>> Start
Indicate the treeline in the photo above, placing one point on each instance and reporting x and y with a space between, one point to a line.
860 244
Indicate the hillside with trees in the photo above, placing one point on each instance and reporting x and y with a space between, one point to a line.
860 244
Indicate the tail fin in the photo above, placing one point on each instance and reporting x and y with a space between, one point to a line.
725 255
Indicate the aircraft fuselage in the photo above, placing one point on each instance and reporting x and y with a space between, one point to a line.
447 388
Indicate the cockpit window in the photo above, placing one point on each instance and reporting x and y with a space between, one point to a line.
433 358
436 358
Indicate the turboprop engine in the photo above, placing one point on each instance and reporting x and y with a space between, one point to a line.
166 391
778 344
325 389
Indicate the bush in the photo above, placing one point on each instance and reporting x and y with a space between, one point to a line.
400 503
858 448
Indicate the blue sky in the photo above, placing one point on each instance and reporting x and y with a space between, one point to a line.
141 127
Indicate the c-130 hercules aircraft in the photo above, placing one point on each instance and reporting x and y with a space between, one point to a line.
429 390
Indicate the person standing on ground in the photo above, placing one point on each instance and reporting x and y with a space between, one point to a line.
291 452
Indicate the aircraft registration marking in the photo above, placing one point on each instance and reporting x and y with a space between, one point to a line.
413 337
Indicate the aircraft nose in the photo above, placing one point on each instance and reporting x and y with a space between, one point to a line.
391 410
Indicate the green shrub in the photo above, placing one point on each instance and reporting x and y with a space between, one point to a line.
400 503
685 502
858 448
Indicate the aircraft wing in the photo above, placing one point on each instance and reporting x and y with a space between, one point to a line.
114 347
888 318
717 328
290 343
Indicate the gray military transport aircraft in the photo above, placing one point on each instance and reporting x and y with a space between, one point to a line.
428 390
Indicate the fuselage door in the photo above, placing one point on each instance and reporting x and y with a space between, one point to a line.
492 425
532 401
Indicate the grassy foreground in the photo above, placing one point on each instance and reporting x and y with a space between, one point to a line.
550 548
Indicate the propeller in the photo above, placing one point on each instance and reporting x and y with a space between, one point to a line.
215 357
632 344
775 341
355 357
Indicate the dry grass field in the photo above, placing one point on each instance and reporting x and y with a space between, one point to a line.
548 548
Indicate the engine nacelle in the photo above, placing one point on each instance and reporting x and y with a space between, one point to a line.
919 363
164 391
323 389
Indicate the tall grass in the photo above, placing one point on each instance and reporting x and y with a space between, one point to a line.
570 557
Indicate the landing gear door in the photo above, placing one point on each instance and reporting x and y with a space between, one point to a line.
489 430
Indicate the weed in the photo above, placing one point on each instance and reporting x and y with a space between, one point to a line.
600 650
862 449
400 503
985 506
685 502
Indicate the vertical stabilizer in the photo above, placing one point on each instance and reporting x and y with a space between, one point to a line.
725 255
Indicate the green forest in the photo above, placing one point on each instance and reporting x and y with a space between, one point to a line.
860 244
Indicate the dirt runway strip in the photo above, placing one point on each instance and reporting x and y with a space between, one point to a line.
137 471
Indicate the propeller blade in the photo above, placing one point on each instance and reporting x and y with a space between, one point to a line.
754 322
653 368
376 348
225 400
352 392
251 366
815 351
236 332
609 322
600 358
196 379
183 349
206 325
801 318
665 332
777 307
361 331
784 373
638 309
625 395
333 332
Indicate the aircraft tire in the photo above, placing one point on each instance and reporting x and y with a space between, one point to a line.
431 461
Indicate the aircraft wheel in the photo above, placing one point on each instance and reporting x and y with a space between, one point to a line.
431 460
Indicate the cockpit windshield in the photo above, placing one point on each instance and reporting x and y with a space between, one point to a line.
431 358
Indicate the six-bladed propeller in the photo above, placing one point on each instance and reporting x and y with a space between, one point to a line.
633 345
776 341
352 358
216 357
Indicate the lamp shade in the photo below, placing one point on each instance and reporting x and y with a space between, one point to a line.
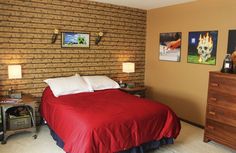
128 67
14 72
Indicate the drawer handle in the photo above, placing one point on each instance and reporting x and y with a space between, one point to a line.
213 99
214 84
212 113
210 127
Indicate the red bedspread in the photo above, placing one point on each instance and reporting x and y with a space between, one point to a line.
107 121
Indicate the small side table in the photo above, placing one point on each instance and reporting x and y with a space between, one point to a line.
28 101
137 91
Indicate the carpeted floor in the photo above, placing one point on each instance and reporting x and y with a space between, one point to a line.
189 141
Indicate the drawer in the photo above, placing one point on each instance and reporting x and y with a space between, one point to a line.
221 115
222 83
221 133
222 100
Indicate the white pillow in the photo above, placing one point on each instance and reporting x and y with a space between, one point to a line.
101 82
68 85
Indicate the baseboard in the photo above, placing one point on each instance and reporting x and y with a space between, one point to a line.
192 123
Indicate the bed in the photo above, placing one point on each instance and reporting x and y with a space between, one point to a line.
107 121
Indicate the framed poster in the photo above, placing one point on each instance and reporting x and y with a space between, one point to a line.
170 46
231 42
75 39
202 47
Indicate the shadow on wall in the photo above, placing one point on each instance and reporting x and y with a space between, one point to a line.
185 108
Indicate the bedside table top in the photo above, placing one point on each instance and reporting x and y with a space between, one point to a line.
26 99
134 89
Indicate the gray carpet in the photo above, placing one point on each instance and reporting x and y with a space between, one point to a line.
189 141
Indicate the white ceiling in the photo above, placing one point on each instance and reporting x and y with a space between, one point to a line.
145 4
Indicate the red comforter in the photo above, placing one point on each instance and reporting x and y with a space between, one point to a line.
107 121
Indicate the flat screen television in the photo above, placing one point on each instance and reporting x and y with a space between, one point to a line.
75 39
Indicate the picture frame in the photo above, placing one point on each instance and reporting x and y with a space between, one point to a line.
75 39
170 46
202 47
231 42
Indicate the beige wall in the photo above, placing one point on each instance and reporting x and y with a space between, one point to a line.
181 85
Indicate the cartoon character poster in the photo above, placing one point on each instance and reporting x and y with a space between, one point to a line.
202 47
170 46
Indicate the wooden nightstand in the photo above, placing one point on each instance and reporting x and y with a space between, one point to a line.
137 91
28 102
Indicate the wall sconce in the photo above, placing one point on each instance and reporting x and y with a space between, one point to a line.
54 36
129 67
99 37
14 72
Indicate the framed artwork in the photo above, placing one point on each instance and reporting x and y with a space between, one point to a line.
170 46
202 47
75 39
231 42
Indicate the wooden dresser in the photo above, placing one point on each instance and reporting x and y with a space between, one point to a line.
221 109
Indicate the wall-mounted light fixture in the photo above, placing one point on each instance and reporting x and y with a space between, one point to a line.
54 36
99 37
129 67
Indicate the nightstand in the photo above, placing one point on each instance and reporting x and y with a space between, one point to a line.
28 102
137 91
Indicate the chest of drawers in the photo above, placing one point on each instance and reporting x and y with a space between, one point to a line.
221 109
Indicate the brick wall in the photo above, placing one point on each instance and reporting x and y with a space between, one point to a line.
26 28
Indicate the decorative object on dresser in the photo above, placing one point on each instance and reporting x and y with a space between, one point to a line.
129 67
14 72
18 116
221 109
227 66
137 91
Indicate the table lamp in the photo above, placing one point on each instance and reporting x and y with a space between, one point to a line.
14 72
128 67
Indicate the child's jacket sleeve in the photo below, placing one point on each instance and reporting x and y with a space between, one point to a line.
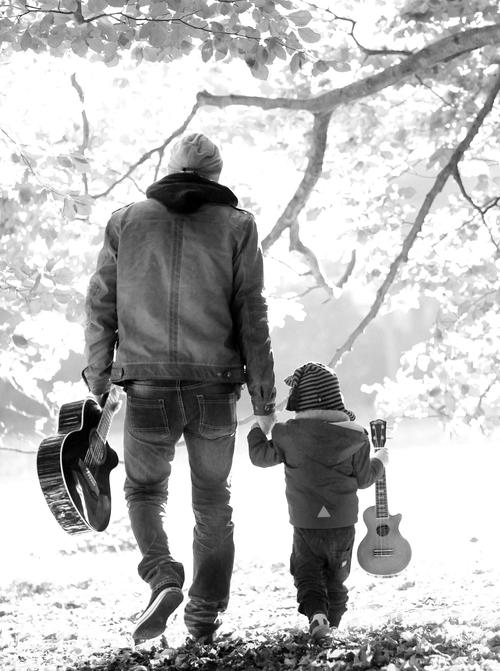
366 470
263 452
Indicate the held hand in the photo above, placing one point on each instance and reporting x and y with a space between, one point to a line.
382 454
266 422
101 398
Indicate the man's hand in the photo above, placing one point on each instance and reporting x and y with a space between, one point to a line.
101 398
266 422
382 454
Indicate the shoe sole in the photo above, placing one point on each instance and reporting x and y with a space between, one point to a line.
320 632
153 621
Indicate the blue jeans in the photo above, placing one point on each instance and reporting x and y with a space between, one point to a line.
320 563
158 413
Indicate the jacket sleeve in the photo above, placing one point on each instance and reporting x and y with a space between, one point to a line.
366 470
101 326
263 452
251 324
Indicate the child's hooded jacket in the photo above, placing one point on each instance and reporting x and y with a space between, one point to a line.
327 459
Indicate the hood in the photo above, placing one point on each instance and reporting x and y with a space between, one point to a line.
324 441
187 192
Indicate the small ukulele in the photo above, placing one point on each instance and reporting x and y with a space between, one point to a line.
74 465
383 551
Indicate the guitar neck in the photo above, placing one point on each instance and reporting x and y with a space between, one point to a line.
378 431
381 504
108 411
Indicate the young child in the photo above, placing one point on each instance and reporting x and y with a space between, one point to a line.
327 459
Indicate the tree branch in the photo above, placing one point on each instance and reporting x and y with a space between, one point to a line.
289 217
481 210
150 153
408 242
311 175
444 49
85 127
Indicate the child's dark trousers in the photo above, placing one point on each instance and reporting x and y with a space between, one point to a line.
320 563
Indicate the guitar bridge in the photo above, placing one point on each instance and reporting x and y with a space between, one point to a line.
386 552
89 478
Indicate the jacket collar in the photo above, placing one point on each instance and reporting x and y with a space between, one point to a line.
187 192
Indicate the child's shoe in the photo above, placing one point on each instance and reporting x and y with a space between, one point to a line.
319 627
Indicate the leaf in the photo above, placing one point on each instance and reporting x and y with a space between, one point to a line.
301 17
96 6
320 67
207 50
26 41
309 35
260 72
296 62
80 162
19 340
158 35
407 192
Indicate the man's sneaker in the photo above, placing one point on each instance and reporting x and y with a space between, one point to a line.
319 627
201 619
153 620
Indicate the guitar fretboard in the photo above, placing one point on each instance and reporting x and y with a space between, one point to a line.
381 505
97 451
378 430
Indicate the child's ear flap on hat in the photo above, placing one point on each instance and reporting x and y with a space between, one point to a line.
291 403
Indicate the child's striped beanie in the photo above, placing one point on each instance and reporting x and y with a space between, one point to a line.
315 386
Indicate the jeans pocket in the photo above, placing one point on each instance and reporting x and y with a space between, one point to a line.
146 415
217 415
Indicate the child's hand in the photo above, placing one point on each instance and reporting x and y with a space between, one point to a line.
266 422
382 454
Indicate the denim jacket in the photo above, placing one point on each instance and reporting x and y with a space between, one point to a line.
178 294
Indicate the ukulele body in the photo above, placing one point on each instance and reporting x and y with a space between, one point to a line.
383 551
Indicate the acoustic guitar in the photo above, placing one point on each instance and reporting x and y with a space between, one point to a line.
383 551
74 465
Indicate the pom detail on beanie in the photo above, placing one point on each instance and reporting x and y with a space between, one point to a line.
315 386
195 152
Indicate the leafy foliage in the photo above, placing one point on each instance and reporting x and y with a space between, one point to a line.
103 132
259 32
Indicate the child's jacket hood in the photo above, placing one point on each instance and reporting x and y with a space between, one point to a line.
326 458
187 192
328 441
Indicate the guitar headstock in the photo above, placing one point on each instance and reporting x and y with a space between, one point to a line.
378 429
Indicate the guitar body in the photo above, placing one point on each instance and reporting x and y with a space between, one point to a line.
383 551
76 487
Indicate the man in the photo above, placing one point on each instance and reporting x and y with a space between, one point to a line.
176 314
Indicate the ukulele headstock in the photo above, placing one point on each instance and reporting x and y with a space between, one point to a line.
378 429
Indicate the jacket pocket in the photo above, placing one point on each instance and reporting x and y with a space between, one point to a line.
147 415
217 415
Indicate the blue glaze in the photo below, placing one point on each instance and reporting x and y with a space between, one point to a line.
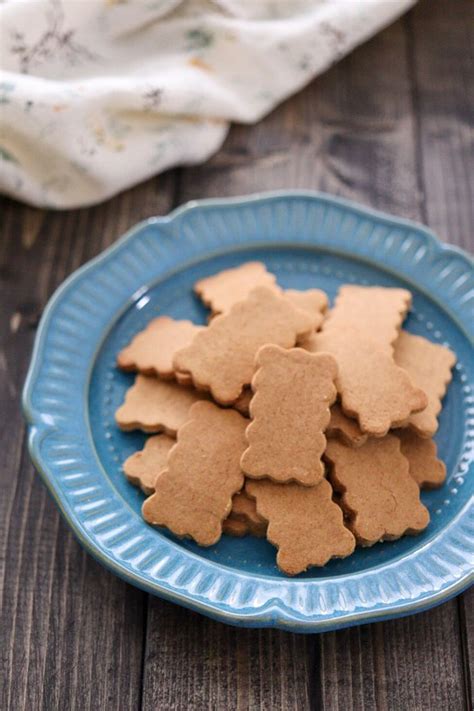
>> End
What you have to do
How many lines in the items above contain the word "shoe"? Reply with the number alone.

Solution below
2